◆ **RECORDS TO PROCESS**
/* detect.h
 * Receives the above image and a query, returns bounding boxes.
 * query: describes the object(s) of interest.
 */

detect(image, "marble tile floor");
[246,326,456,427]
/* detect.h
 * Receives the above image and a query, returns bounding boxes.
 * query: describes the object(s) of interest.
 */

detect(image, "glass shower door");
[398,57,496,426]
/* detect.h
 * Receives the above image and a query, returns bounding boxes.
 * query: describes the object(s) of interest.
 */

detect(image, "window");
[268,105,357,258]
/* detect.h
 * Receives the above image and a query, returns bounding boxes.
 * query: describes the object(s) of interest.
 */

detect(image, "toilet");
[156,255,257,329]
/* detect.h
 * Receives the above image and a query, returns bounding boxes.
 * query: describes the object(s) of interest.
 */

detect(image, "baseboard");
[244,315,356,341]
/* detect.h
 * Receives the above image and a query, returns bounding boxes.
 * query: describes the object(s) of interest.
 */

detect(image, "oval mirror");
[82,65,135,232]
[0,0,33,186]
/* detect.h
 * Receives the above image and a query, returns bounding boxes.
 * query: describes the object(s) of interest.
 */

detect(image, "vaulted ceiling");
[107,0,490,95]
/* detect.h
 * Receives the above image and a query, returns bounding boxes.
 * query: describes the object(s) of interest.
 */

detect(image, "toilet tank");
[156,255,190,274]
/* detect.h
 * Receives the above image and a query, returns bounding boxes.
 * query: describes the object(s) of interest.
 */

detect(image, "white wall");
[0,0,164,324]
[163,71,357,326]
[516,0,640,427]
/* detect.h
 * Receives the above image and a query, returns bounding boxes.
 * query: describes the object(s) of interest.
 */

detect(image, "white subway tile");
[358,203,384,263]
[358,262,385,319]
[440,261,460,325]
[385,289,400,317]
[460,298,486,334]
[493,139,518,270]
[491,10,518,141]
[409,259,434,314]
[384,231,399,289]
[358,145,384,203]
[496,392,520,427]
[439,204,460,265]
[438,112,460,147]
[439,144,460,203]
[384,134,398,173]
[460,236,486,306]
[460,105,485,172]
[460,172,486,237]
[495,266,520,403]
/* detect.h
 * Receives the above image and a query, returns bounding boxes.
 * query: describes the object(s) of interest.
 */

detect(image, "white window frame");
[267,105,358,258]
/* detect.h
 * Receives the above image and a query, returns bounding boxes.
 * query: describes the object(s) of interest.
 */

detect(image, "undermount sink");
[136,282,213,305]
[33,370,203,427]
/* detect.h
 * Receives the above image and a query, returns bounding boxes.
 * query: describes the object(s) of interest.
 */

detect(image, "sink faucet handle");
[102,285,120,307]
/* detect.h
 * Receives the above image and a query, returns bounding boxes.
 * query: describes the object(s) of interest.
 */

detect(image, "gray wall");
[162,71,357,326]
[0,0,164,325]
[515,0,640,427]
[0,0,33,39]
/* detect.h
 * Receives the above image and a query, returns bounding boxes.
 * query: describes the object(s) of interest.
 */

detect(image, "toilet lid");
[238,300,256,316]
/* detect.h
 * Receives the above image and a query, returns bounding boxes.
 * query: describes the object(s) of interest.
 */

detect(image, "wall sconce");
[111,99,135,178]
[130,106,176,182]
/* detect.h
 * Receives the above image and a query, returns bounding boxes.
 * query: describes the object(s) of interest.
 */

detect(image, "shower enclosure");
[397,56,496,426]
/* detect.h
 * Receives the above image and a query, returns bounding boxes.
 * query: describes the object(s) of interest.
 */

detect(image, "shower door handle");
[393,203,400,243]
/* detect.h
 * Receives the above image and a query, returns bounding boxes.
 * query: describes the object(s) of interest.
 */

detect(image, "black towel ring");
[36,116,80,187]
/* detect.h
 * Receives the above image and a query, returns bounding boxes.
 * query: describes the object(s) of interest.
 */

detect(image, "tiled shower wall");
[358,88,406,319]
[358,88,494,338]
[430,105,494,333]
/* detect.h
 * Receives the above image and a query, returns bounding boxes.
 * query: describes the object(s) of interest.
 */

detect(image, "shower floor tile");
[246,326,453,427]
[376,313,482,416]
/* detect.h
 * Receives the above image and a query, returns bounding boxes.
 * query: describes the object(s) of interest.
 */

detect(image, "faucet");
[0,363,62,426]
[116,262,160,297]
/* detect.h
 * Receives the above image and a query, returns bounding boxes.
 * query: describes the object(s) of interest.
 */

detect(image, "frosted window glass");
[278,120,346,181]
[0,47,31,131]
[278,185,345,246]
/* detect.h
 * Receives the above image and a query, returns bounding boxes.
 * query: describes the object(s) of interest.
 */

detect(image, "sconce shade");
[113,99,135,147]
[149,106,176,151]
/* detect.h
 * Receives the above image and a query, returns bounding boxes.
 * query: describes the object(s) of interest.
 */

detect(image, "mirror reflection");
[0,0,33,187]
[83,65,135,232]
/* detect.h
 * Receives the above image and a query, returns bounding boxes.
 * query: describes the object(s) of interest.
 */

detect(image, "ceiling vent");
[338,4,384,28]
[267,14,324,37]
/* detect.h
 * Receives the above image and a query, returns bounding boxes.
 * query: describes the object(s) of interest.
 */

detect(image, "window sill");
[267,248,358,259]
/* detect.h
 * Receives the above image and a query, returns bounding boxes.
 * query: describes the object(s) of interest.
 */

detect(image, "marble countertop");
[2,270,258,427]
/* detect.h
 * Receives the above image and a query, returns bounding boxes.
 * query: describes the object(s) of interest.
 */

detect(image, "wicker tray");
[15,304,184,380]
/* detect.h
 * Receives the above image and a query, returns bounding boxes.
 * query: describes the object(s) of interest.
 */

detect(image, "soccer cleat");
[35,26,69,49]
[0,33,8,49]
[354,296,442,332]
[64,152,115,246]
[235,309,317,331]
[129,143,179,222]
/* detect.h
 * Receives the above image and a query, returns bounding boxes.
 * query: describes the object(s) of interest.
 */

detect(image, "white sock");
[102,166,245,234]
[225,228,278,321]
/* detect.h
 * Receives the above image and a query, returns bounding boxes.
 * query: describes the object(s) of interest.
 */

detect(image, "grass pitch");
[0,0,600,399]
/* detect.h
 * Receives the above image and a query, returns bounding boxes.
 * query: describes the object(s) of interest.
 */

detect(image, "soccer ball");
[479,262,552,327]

◆ **EXERCISE**
Shift every bounding-box coordinate up by 124 and write out everything from the start of the entries down to the line containing "[246,326,456,427]", including both ends and the detection requests.

◆ **RESULT OF THIS TASK**
/* detect.h
 * Receives the above image and a query, returns bounding boxes.
 * query: describes the object(s) of interest.
 */

detect(image, "marble tile floor");
[370,450,580,551]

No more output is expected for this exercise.